### Exercise objective
Reproduce every line of the listing below, shifting each coordinate in the answers up by 41. Omit the pictures.

(Region annotation entries)
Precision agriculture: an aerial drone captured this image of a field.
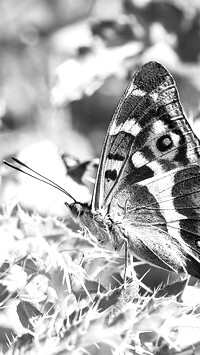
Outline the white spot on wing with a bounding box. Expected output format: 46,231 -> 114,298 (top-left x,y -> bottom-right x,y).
149,92 -> 159,101
132,89 -> 146,97
153,120 -> 166,135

### Exercise response
Precision agriculture: an aerial drone captured this image of a field.
Outline the white spot on wing with a bounding box. Expected output format: 46,231 -> 114,298 (top-left x,y -> bottom-right x,y).
190,133 -> 200,142
173,130 -> 187,138
194,161 -> 207,176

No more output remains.